Stored dataset items
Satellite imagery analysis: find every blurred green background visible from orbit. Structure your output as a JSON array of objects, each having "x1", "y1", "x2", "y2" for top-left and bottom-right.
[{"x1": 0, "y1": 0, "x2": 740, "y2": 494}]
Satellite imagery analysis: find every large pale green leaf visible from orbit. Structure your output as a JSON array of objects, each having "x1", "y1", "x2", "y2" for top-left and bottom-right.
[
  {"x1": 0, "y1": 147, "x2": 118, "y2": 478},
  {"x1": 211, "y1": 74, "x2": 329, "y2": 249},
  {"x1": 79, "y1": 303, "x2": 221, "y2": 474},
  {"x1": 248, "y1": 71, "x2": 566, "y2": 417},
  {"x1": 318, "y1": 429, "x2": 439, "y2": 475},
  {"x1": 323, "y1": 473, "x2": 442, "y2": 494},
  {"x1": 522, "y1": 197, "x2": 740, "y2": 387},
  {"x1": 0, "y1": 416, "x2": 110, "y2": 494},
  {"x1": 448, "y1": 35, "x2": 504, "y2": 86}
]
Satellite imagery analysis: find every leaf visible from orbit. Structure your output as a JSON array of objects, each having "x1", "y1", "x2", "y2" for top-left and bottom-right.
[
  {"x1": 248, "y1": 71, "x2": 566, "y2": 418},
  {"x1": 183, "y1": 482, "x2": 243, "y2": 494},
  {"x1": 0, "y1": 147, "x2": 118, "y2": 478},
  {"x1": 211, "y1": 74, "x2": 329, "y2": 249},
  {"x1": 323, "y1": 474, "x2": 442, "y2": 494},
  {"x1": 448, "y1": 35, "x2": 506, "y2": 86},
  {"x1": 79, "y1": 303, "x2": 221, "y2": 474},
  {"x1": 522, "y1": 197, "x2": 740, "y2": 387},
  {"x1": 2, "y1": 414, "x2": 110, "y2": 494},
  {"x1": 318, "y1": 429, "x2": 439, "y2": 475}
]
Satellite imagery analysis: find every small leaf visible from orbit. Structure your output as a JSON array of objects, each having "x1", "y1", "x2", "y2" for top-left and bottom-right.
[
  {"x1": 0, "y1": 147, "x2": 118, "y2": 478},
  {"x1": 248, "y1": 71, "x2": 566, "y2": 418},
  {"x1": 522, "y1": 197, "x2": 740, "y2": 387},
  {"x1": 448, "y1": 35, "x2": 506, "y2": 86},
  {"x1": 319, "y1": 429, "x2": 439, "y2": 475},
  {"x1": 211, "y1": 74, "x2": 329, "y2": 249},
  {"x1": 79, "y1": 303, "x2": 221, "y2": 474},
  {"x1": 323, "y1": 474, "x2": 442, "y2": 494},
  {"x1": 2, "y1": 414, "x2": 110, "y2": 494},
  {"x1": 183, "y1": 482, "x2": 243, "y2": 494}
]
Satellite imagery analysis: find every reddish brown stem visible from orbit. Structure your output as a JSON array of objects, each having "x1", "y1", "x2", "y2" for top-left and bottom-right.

Problem statement:
Print from the line containing "Satellite imagery analysis: find every small" to the last line above, exactly as written.

Exercise output:
Satellite imagery analysis: find every small leaf visible from orbit. Structure your output as a JSON array of objects, each having "x1", "y1", "x2", "y2" for top-left and bottom-right.
[
  {"x1": 0, "y1": 147, "x2": 118, "y2": 478},
  {"x1": 248, "y1": 71, "x2": 566, "y2": 418},
  {"x1": 522, "y1": 197, "x2": 740, "y2": 387},
  {"x1": 448, "y1": 35, "x2": 506, "y2": 86},
  {"x1": 319, "y1": 429, "x2": 439, "y2": 475},
  {"x1": 211, "y1": 74, "x2": 329, "y2": 249},
  {"x1": 79, "y1": 303, "x2": 221, "y2": 474},
  {"x1": 323, "y1": 474, "x2": 442, "y2": 494},
  {"x1": 2, "y1": 414, "x2": 110, "y2": 494},
  {"x1": 183, "y1": 482, "x2": 243, "y2": 494}
]
Satellite imagery analysis: find every reddish brown stem visible from orbit. Structure your output as a JSON array of objects, each having "x1", "y1", "x2", "y2" for top-left and bottom-right.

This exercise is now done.